__YOUR INSTRUCTIONS__:
Report back every line below that carries the word "When".

__MATERIAL FOR THIS TASK__:
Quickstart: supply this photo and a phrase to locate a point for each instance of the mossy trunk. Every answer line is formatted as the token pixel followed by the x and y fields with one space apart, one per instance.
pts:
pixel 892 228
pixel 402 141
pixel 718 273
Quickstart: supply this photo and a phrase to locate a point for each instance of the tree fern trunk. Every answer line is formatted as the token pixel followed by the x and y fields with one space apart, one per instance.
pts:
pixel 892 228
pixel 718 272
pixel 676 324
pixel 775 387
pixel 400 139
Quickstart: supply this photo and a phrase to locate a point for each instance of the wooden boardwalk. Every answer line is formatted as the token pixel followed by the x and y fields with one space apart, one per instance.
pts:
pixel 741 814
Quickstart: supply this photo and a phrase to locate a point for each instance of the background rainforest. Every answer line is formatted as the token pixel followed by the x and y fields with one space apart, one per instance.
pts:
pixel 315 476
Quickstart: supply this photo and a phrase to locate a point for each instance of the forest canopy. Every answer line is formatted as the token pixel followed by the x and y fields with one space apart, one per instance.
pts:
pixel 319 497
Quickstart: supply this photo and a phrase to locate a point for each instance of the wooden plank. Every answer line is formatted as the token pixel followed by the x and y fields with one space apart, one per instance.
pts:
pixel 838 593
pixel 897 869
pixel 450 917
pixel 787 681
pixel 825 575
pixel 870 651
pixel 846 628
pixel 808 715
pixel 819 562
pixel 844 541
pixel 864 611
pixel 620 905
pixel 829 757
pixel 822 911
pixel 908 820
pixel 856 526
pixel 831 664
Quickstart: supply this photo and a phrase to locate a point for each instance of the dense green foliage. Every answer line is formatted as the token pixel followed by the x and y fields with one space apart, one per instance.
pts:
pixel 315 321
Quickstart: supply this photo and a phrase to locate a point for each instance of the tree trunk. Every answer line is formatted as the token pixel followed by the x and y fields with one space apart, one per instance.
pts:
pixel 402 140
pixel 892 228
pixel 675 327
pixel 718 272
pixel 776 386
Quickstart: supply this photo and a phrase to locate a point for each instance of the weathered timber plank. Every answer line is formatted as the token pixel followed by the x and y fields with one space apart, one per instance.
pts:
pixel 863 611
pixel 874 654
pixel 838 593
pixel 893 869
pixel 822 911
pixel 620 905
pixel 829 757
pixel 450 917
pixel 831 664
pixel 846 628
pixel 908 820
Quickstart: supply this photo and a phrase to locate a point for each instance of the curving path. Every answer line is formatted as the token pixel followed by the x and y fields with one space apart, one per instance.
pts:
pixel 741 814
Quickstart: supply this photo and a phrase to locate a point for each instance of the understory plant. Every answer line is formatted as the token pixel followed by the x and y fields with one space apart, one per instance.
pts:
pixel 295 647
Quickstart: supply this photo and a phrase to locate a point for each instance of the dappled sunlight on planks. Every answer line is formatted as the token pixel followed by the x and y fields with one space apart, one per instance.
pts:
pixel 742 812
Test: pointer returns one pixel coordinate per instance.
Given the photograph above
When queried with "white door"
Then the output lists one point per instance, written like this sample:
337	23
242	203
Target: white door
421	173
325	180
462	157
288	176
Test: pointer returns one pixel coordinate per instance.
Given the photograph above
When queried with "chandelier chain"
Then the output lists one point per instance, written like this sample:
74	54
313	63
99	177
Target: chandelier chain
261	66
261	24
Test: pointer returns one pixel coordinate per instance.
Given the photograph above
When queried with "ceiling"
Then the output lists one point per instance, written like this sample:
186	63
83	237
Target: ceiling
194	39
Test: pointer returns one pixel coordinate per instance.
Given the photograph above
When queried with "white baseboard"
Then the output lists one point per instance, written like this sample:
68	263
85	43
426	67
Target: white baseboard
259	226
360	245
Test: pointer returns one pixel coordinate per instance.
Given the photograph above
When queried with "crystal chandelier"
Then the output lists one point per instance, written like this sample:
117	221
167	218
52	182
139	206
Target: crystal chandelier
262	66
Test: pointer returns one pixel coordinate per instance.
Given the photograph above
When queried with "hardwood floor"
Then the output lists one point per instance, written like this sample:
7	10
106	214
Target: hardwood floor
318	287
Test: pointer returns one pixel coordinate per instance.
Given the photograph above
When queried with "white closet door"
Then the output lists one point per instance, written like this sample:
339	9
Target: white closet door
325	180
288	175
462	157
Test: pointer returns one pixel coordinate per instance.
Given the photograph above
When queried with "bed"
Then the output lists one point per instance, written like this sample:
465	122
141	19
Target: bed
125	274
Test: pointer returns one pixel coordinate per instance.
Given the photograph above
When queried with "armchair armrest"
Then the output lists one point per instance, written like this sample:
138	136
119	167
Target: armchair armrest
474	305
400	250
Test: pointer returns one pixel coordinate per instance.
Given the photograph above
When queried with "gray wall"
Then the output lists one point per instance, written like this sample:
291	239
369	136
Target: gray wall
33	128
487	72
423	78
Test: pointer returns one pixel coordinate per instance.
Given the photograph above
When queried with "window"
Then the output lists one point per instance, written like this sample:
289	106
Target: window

__ANSWER TO THE EXERCISE__:
When queried with "white door"
When queried with "chandelier chain"
When queried with "ceiling"
When queried with "white baseboard"
When queried with "crystal chandelier"
When queried with "hardwood floor"
When queried with "white closet door"
When queried with "bed"
When queried with "armchair armrest"
When queried with "gray wall"
When queried with "window"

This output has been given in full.